__TEKS__.
▼▼▼
Pengalaman penderitaan Ayub menemukan
tanggapan tulus hanya di dalam salib Yesus, tindakan kesetiakawanan
Allah yang tertinggi kepada kita, sepenuhnya cuma-cuma, berlimpah
belas-kasih. Tanggapan kasih terhadap drama penderitan manusia
khususnya penderitaan orang-orang yang tidak bersalah, tetap
membekaskan kesan pada tubuh Kristus yang bangkit; luka mulia-Nya
adalah skandal bagi iman, tetapi sekaligus juga bukti iman (bdk. Homili untuk kanonisasi Yohanes XXIII dan Yohanes pulus II, 27 April 2014).
Bahkan
ketika penyakit, kesepian dan ketidakmampuan membuat kita sulit
menjangkau orang-orang lain, pengalaman penderitaan dapat menjadi jalan
istimewa untuk menyalurkan berkat dan menjadi sumber untuk memperoleh
dan bertumbuh dalam kebijaksanaan hati. Kita menjadi mengerti bagaimana
Ayub, di akhir pengalamannya dapat berkata kepada Tuhan : “Hanya dari
kata orang saja aku mendengar tentang Engkau, tetapi sekarang mataku
sendiri memandang Engkau” (Ayb 42:5). Orang-orang yang tenggelam dalam
rasa sakit dan penderitaan ketika menerima hal ini dalam iman,
dimampukan menjadi saks-saksi hidup dari iman yang mampu merangkul
penderitaan, bahkan meski tanpa mampu mengerti maknanya yang penuh.
▲▲▲
__TUJUAN__.
a – Menurut teks tentang penderitaan Ayub, di mana pengalaman penderitaan Ayub menemukan tanggapan yang tulus?
b – Tuliskan lanjutan teks tentang penderitaan Ayub, mulai setelah kalimat terakhirnya.

__DATA YANG DIBERIKAN__.
▼▼▼
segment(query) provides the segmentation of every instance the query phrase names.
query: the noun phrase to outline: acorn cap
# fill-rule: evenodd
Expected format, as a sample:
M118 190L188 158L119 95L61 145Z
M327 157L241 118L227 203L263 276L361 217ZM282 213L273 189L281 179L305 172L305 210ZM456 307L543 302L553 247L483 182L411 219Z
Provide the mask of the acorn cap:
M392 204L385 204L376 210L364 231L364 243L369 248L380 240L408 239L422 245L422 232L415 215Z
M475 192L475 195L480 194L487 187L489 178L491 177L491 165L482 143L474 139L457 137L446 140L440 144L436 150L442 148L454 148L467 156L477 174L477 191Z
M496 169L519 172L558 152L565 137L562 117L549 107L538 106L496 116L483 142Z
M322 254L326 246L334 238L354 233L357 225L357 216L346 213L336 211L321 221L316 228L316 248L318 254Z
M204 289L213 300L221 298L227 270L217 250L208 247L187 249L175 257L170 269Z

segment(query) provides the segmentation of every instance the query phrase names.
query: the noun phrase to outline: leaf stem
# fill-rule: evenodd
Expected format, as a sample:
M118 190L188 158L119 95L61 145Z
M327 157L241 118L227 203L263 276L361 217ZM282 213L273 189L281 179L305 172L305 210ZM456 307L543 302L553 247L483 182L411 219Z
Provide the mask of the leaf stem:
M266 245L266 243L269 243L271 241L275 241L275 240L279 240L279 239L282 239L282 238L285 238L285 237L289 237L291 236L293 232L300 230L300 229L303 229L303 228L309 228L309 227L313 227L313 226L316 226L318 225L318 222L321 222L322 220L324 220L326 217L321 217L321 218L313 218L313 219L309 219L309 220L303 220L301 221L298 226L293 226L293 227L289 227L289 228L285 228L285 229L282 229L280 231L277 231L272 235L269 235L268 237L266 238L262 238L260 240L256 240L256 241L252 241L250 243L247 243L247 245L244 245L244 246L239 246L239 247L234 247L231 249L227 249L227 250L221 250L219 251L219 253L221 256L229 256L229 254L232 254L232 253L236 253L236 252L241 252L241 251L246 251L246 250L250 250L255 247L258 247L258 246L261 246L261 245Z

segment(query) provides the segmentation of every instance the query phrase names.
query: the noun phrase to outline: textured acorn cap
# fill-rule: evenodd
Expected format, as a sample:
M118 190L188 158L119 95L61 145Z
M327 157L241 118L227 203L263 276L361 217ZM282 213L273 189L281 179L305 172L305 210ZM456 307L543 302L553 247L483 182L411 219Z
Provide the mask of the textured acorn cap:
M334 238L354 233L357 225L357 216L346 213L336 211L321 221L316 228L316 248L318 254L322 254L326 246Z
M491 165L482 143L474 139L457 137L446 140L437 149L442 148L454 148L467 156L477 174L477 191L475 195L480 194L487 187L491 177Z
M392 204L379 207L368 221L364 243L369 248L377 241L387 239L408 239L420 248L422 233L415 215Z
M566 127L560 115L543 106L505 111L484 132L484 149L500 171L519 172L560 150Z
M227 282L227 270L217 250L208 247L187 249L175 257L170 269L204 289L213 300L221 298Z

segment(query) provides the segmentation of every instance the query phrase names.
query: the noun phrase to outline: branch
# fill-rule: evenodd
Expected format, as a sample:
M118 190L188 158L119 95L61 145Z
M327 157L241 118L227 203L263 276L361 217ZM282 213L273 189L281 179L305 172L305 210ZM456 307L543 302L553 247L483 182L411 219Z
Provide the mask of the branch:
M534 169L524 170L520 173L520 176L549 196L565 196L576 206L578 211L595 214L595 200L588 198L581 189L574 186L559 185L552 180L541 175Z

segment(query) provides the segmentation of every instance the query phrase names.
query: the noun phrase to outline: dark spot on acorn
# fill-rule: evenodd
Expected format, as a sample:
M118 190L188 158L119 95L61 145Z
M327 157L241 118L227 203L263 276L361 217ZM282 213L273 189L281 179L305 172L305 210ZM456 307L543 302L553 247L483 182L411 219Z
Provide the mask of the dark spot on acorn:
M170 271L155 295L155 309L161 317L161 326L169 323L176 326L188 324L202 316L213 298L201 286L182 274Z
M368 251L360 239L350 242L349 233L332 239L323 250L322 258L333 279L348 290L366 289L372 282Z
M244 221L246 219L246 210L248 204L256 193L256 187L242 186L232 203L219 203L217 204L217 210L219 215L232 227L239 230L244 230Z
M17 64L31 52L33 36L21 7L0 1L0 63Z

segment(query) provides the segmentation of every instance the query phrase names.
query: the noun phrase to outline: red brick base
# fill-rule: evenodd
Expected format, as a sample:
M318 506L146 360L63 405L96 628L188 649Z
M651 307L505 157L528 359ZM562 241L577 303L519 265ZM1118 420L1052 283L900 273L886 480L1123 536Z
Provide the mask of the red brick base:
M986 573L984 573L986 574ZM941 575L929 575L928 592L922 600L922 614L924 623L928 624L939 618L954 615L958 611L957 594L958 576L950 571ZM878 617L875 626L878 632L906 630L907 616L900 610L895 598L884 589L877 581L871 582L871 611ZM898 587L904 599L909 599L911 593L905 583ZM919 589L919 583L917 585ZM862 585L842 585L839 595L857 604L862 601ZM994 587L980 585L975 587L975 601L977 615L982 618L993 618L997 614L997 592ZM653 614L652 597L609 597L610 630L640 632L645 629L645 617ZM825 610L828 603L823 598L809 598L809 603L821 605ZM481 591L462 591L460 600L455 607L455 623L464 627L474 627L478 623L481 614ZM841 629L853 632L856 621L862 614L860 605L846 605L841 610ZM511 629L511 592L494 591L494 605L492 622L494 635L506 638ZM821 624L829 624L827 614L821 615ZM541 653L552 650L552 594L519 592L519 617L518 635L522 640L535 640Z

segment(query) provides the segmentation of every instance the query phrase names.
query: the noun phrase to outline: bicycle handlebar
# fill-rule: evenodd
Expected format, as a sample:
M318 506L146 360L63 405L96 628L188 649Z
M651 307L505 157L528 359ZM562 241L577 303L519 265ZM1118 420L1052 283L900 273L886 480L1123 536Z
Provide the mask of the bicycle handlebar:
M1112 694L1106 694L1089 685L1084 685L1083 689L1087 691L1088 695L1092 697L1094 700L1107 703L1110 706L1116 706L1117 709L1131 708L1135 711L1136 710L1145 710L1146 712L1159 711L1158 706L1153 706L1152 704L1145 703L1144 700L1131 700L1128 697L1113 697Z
▲▲▲
▼▼▼
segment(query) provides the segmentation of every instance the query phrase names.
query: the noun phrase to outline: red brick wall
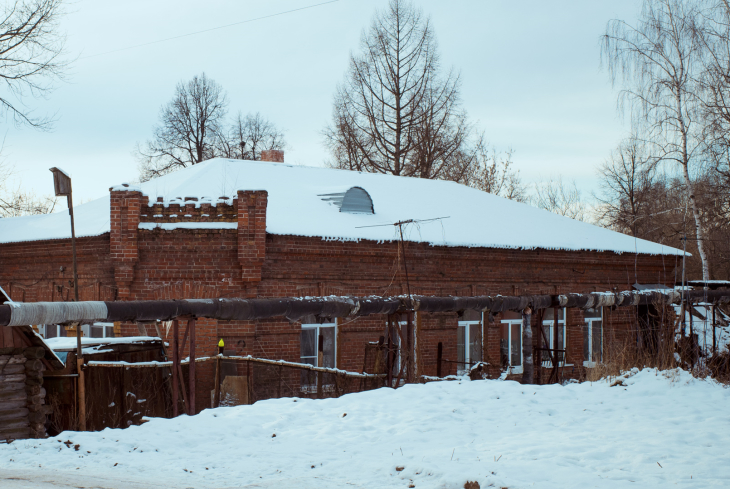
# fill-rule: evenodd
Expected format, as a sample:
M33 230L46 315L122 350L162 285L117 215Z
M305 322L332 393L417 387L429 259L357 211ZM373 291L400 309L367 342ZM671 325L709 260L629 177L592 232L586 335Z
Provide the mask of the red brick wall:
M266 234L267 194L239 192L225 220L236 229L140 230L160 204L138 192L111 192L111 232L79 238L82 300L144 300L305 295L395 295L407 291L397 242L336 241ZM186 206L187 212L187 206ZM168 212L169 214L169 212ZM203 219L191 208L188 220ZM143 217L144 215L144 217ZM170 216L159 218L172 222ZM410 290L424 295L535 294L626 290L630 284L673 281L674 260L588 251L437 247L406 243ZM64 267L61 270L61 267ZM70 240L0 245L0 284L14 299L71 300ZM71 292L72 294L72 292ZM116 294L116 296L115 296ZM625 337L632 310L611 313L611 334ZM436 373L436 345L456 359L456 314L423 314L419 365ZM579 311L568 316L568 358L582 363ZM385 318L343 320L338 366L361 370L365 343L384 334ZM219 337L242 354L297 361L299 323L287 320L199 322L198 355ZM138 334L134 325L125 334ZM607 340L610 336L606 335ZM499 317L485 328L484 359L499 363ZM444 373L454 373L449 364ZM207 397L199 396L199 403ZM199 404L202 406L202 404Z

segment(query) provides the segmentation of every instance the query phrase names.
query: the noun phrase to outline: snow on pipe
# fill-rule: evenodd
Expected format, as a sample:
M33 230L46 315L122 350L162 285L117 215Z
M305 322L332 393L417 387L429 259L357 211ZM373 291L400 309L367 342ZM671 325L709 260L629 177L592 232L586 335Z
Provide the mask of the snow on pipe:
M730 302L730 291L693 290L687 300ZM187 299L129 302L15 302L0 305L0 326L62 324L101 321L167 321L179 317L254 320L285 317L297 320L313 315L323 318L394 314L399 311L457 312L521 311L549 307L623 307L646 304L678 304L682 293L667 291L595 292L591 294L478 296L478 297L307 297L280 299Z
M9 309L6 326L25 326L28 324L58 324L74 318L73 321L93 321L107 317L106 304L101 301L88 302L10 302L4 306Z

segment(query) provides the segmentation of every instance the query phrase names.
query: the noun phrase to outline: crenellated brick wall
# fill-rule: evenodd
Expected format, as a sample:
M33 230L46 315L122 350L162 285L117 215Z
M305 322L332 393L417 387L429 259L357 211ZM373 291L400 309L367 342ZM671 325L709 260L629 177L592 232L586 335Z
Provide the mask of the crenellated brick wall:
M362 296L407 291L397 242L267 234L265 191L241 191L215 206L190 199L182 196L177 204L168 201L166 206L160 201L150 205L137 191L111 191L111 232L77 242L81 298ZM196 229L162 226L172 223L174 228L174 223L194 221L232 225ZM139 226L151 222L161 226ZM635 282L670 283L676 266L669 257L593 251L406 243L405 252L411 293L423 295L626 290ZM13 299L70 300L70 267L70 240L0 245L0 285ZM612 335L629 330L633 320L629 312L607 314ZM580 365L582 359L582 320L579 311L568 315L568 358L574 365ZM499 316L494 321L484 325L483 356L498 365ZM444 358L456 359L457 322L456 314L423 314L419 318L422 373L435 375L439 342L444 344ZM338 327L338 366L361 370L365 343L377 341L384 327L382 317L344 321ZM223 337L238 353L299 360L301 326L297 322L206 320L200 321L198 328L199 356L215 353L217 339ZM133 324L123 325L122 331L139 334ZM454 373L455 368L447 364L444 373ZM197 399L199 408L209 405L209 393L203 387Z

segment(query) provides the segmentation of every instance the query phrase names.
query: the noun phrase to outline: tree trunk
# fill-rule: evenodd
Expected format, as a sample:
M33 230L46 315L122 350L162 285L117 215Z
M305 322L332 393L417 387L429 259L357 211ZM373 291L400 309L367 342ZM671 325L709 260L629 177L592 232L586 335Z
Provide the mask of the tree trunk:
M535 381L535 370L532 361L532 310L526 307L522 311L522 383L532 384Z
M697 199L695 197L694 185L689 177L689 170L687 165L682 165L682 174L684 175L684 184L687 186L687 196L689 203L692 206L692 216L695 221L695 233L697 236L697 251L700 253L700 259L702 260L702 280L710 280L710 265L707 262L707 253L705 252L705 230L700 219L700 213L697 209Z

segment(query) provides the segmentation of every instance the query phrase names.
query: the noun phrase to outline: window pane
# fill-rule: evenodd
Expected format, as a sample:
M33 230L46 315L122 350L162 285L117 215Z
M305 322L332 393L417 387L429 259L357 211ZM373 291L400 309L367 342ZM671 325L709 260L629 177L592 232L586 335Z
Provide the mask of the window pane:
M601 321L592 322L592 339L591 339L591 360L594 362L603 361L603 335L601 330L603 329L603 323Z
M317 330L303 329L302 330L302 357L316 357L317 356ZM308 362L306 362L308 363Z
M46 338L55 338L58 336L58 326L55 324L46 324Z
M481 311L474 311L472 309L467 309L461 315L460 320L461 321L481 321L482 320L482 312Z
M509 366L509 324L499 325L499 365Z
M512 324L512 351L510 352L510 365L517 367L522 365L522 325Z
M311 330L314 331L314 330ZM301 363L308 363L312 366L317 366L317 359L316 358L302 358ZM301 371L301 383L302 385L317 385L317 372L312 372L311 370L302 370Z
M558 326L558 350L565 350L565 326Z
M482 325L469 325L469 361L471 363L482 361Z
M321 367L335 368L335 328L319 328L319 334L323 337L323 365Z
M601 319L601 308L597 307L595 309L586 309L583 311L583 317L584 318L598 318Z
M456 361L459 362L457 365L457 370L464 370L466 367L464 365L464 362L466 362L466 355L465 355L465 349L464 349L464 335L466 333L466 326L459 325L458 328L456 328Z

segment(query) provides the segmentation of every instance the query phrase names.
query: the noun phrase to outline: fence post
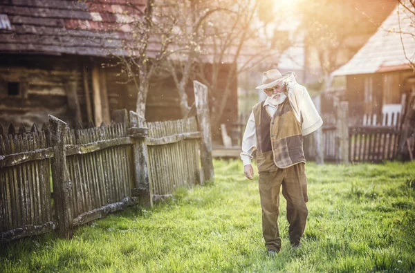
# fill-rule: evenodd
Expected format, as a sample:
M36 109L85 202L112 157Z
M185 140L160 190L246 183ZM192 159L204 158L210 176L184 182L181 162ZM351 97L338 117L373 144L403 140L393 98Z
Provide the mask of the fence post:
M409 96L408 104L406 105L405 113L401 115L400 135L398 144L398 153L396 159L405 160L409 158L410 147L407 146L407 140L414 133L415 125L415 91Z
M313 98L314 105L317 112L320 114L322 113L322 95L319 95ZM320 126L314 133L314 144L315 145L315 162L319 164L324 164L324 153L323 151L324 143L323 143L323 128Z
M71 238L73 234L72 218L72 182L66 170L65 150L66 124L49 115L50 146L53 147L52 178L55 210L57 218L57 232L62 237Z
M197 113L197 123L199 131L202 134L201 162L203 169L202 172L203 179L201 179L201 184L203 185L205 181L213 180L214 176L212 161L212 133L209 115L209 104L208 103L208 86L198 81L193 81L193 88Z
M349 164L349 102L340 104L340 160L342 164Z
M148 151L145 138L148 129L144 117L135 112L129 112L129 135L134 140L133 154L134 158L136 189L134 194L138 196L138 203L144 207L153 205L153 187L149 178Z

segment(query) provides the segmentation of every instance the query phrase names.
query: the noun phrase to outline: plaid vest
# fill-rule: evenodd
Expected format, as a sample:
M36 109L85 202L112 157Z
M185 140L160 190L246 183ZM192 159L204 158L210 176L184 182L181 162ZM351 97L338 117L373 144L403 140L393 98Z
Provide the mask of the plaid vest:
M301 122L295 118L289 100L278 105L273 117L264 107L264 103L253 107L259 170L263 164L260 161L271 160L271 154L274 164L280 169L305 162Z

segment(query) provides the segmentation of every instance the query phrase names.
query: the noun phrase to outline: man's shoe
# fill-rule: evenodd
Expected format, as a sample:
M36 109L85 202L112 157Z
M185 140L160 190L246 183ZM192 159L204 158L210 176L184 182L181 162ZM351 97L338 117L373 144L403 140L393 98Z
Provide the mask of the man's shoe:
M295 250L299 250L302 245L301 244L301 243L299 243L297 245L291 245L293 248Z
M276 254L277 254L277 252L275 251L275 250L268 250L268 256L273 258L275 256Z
▲▲▲
▼▼▼
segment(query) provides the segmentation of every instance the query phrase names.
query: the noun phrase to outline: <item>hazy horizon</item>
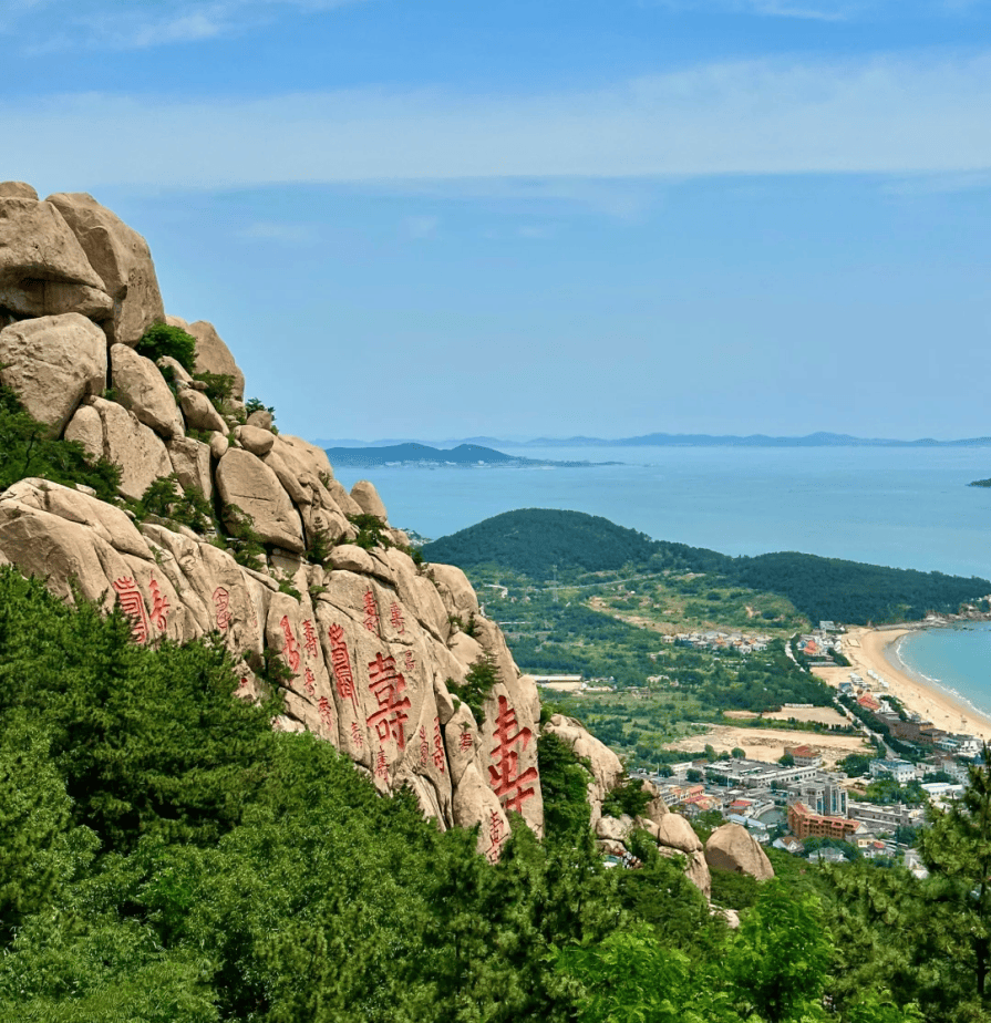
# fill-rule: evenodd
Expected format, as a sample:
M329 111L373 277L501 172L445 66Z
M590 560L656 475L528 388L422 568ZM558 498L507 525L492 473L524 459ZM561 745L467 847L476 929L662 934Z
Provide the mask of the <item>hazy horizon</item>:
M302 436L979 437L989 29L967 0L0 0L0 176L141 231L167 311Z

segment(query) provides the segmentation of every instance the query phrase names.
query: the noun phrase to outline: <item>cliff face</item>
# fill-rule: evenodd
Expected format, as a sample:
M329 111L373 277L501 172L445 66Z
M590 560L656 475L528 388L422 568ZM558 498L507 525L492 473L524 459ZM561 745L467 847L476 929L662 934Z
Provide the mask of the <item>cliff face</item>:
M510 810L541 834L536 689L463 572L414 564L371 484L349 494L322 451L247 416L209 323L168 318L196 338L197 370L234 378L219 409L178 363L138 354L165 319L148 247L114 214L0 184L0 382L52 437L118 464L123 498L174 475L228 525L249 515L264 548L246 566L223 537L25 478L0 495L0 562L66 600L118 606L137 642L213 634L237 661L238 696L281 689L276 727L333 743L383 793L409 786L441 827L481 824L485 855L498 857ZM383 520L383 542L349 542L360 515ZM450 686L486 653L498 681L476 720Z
▲▲▲
__JAWABAN YANG DIHARAPKAN__.
a – Hanya di dalam salib Yesus.

b –
- Saya mempercayakan Hari Orang Sakit Sedunia ini pada perlindungan keibaan Maria, yang mengandung dan melahirkan Sang Kebijaksanaan: Yesus Kristus, Tuhan Kita.
O Maria, Tahta Kebijaksanaan, jadilah
perantara, sebagai Bunda kami bagi semua orang sakit dan mereka yang
merawatnya! Anugerahkanlah itu, melalui pelayanan kami bagi sesama yang
menderita, dan melalui pengalaman penderitaan itu sendiri, semoga kami
menerima dan memupuk kebijaksanaan hati yang benar.
Dengan doa ini, untuk Anda semua, saya menyampaikan berkat Apostolik saya.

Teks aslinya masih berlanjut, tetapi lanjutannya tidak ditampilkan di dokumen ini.